Repeat exactly, and only, the lines below starting at the line that contains "275L530 260L516 250L472" and ending at the line that contains "positive clicks: (329, 633) (414, 796)", inclusive of both.
═════ Dataset records
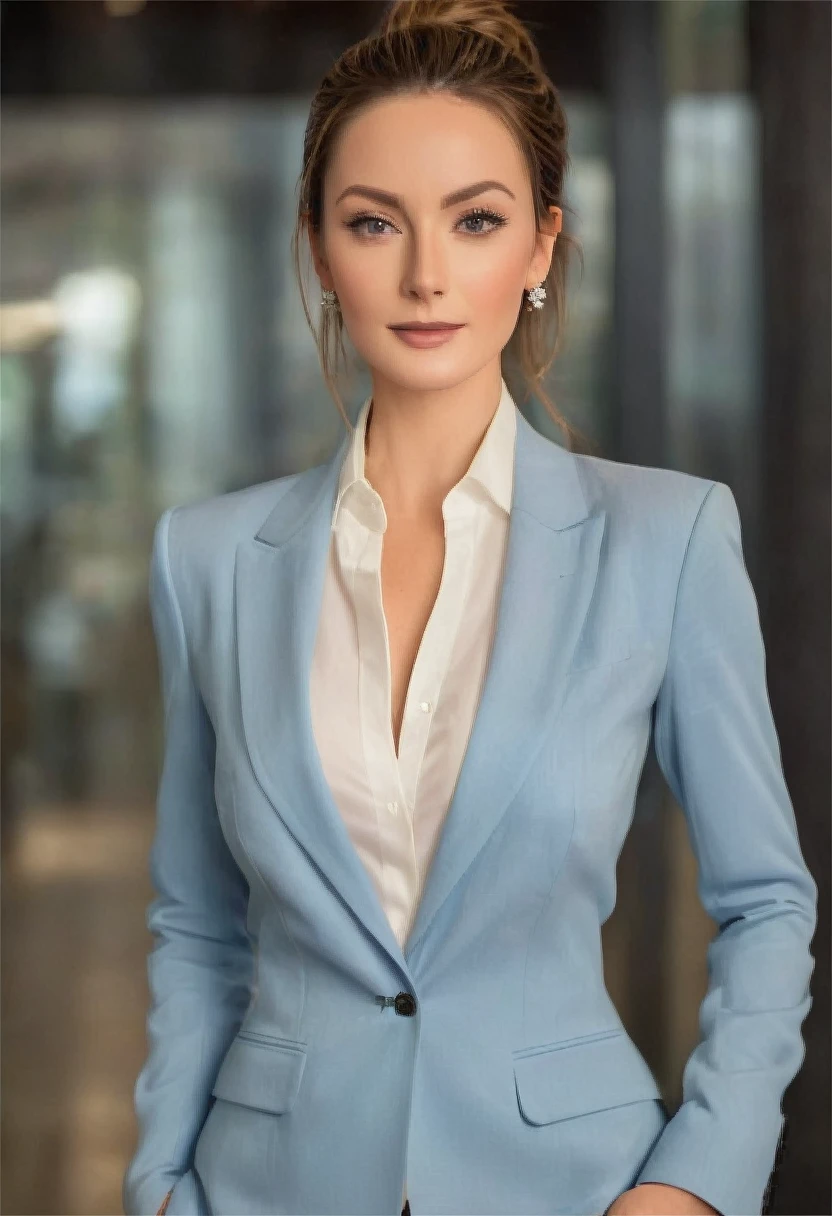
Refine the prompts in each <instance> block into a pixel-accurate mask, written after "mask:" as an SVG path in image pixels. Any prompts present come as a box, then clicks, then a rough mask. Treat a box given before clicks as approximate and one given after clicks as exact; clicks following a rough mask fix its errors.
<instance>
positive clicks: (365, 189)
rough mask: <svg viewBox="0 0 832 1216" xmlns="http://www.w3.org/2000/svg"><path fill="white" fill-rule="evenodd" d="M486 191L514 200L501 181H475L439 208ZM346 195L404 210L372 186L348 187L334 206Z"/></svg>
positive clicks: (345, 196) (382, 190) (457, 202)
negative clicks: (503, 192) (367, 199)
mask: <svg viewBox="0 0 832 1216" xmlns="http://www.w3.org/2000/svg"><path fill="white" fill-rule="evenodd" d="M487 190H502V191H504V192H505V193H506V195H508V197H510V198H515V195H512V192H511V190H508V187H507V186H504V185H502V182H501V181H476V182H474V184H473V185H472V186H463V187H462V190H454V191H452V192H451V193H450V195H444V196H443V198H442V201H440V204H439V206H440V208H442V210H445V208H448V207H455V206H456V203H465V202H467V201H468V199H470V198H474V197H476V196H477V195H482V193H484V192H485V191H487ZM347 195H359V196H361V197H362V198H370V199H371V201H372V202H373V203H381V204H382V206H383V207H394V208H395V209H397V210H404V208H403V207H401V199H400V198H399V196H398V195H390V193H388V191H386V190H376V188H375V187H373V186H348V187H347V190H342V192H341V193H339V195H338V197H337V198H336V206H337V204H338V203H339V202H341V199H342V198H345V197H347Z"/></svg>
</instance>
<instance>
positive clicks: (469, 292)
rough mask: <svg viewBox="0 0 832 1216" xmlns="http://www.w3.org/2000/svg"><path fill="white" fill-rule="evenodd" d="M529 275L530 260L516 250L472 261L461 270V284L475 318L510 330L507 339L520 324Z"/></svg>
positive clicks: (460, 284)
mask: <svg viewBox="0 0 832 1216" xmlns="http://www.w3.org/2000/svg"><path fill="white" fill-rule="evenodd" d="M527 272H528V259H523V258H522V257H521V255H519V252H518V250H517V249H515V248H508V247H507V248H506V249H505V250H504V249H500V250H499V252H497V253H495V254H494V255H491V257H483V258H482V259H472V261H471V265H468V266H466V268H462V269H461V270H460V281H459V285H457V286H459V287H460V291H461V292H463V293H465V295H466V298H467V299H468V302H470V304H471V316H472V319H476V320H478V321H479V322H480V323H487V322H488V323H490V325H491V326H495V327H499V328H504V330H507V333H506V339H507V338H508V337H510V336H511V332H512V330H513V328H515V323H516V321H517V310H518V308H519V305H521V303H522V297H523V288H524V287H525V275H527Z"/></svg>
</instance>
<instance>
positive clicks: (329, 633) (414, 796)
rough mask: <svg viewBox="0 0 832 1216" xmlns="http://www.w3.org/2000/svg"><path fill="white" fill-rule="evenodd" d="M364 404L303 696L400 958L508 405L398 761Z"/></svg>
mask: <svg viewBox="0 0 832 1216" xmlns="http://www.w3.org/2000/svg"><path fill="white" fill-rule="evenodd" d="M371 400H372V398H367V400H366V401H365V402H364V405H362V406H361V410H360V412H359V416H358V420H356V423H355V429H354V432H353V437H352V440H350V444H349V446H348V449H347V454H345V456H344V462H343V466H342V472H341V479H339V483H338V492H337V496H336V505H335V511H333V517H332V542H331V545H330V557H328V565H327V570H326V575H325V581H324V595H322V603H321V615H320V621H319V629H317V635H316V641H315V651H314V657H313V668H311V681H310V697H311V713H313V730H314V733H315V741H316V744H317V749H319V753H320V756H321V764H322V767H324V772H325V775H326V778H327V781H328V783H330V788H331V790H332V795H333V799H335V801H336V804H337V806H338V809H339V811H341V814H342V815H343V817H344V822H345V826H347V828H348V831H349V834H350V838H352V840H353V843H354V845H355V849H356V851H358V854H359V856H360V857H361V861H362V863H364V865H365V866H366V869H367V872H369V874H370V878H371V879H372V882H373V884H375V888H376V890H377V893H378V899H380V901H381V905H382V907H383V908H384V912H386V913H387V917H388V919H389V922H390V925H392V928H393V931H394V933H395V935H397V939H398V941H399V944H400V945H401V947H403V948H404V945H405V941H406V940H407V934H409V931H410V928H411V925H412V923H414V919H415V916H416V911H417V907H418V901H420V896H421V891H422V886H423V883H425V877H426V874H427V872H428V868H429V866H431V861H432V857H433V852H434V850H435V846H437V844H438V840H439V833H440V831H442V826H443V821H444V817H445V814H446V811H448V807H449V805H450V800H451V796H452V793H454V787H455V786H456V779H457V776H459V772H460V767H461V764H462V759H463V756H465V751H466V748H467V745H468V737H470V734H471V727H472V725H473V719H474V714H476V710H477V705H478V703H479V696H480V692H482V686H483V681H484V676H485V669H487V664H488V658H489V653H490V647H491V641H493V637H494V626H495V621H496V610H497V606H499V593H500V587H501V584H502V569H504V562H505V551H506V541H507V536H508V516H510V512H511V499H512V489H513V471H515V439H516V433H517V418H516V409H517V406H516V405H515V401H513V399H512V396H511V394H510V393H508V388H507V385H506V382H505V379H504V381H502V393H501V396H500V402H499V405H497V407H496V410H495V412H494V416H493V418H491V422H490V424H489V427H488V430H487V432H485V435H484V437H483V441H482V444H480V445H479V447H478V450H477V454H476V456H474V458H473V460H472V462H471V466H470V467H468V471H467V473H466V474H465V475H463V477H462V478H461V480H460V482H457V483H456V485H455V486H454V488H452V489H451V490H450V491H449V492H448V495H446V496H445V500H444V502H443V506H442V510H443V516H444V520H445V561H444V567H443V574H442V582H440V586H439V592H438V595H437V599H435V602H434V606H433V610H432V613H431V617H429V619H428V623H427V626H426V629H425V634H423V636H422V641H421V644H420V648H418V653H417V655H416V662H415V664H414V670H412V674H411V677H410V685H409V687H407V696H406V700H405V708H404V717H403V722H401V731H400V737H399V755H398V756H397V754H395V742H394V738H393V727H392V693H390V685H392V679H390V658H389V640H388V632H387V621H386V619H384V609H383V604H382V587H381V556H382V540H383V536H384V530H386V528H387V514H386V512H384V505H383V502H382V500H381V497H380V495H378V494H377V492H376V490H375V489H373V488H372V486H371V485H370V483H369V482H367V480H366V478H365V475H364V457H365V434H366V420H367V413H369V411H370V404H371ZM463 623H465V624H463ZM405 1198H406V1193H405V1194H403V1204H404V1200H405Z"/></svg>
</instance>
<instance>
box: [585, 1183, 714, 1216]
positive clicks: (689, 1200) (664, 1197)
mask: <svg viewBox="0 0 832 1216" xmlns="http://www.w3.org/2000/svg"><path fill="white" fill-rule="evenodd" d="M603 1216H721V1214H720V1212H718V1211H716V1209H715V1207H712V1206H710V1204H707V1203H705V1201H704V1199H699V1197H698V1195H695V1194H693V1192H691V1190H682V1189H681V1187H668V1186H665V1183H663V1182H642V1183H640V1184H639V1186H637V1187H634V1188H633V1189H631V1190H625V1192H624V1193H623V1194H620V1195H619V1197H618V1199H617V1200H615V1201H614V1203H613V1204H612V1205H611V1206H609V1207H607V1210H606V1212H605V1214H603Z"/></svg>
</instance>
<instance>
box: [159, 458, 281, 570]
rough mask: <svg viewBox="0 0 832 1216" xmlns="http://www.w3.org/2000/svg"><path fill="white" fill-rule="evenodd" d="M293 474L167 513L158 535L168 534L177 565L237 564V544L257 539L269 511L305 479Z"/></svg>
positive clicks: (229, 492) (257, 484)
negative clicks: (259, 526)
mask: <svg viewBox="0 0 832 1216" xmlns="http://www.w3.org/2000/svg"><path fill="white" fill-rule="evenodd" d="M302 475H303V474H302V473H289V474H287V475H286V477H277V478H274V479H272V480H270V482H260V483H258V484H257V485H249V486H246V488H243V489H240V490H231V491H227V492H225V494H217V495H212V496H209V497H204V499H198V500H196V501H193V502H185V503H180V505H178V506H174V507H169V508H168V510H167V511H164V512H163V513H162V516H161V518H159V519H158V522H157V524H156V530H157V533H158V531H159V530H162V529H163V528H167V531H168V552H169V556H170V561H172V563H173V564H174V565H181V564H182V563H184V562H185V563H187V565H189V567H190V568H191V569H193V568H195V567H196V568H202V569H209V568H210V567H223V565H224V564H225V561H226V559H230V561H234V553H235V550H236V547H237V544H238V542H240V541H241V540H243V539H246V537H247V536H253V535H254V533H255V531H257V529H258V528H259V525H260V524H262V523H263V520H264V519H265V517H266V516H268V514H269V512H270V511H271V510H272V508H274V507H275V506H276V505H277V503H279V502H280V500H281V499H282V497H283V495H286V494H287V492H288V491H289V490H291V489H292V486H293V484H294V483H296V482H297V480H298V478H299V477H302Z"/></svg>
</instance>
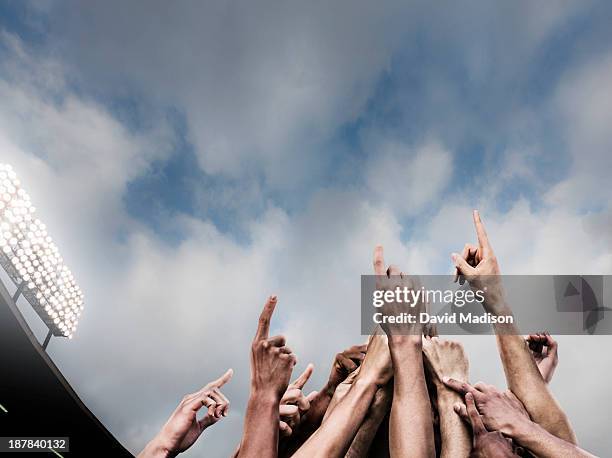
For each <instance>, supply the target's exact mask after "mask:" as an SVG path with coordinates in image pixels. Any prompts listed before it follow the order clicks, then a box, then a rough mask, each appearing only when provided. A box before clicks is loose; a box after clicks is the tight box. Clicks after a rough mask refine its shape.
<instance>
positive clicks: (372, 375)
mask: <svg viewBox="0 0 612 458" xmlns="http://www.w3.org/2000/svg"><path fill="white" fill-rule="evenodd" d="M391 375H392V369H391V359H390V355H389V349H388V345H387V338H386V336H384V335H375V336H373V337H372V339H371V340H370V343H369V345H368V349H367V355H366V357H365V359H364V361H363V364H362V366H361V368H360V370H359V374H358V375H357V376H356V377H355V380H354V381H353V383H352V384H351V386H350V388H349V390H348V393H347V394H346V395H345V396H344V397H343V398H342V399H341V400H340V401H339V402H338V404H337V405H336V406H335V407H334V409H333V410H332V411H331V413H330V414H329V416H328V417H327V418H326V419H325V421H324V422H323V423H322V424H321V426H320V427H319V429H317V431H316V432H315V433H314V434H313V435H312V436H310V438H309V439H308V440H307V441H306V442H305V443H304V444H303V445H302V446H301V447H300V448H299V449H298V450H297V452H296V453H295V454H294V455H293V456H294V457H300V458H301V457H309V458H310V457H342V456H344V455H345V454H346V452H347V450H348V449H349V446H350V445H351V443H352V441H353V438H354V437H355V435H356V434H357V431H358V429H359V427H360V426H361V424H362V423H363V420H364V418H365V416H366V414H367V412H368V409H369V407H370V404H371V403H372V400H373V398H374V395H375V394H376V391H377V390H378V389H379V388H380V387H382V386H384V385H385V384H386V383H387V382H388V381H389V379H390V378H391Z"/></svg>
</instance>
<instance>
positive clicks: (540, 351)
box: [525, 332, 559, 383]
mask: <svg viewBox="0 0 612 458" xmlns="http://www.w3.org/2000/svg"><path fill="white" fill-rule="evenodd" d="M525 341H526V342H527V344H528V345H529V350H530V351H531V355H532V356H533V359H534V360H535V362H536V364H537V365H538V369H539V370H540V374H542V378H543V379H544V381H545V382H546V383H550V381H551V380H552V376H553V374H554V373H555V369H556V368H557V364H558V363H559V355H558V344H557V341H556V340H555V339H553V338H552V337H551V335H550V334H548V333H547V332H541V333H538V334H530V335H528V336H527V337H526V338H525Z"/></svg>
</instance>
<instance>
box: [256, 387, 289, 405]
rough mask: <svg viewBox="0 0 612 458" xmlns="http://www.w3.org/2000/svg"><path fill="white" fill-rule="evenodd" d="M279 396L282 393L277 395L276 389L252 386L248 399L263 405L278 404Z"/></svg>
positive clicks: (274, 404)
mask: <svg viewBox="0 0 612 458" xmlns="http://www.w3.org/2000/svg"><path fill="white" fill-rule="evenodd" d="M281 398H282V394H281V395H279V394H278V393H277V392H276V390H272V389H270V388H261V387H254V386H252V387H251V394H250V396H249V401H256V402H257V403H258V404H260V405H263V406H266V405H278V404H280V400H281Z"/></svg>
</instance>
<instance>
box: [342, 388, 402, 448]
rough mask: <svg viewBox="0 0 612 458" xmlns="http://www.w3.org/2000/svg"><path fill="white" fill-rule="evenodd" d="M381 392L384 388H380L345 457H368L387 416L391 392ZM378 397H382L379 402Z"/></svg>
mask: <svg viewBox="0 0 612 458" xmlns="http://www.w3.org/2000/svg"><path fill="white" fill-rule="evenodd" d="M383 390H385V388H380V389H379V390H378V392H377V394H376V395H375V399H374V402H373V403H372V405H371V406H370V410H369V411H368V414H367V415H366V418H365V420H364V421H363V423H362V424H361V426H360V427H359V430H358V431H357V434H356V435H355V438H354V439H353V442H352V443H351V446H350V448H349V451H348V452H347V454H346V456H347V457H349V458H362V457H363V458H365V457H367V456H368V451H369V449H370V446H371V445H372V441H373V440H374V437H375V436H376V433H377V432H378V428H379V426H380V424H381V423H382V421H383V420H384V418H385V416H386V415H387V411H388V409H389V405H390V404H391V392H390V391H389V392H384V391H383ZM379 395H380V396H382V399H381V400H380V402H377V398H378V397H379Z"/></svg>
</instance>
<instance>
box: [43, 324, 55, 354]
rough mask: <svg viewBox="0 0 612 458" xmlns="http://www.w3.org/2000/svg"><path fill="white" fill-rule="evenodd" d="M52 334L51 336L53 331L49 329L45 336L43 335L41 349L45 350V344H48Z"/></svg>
══════════
Solution to the problem:
rough mask: <svg viewBox="0 0 832 1216" xmlns="http://www.w3.org/2000/svg"><path fill="white" fill-rule="evenodd" d="M529 275L530 260L516 250L472 261L461 270V284L475 318L510 330L507 339L520 324Z"/></svg>
positive clicks: (460, 284)
mask: <svg viewBox="0 0 832 1216" xmlns="http://www.w3.org/2000/svg"><path fill="white" fill-rule="evenodd" d="M527 272H528V259H523V258H522V257H521V255H519V252H518V250H517V249H515V248H508V247H507V248H506V249H505V250H504V249H500V250H499V252H497V253H495V254H494V255H491V257H483V258H482V259H472V261H471V265H468V266H466V268H462V269H461V270H460V281H459V285H457V286H459V287H460V291H461V292H463V293H465V295H466V298H467V299H468V302H470V304H471V316H472V319H476V320H478V321H479V322H480V323H487V322H488V323H490V325H491V326H495V327H499V328H504V330H507V333H506V339H507V338H508V337H510V336H511V332H512V330H513V328H515V323H516V321H517V310H518V308H519V305H521V303H522V297H523V288H524V287H525V275H527Z"/></svg>
</instance>
<instance>
positive clicks: (329, 633) (414, 796)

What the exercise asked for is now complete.